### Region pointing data
—————
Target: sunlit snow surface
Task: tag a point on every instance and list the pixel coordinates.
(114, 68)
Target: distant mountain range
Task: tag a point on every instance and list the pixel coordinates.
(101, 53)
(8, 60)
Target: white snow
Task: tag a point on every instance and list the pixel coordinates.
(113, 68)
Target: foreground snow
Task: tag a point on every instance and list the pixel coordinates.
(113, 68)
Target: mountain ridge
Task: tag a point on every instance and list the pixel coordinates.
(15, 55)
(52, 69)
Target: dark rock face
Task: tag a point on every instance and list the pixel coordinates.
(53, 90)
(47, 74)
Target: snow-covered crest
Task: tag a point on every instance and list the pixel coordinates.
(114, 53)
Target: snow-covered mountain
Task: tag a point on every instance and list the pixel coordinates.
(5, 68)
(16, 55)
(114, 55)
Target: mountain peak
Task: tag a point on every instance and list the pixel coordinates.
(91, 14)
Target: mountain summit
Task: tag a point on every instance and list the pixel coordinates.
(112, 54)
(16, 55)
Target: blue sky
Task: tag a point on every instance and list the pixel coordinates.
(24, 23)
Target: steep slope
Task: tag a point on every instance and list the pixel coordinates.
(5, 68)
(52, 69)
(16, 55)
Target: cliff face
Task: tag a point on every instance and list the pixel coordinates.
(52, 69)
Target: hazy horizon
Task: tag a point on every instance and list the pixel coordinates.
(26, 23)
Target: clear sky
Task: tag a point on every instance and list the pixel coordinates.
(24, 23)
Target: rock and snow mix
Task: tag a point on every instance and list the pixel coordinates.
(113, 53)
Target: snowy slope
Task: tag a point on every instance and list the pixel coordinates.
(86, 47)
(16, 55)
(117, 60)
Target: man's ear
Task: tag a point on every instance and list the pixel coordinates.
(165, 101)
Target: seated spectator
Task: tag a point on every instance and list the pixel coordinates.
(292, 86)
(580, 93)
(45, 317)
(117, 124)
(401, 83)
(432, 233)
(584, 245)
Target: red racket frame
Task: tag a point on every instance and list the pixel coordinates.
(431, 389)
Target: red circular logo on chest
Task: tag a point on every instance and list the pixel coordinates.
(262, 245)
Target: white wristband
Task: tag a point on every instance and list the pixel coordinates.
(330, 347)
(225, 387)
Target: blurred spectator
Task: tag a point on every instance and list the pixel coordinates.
—————
### Your objective
Would you please reproduce the records above exactly, only from their first line through the line holding "Target: white snow", with both ends included?

### Output
Target: sunlit snow surface
Task: tag a point on every instance and list the pixel coordinates.
(114, 68)
Target: distant mountain range
Task: tag a point on every instance and list the pixel coordinates.
(101, 53)
(8, 60)
Target: white snow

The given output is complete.